WHAT YOU ARE ASKED TO DO: Could each record be written out again exactly as it stands?

---------- MATERIAL FOR THE TASK

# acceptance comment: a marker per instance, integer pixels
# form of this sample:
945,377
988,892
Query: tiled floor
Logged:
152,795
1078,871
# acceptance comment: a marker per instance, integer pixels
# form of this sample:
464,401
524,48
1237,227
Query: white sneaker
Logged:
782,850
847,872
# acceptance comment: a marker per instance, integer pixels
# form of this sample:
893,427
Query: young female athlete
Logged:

--------------------

RESULT FOR THIS EXERCISE:
# acceptance comment: a marker per instance, integer pixels
# form of this sample:
945,377
988,892
Query: tiled floor
Logged:
152,795
1078,871
# acceptance comment: a marker per instance, integer pixels
# form of this sample:
464,401
524,48
1237,227
Query: white sneaker
Logged:
782,850
847,872
# acceptance comment: a marker per instance, integer pixels
# form of this sample:
893,427
Query: young female athlete
Logged:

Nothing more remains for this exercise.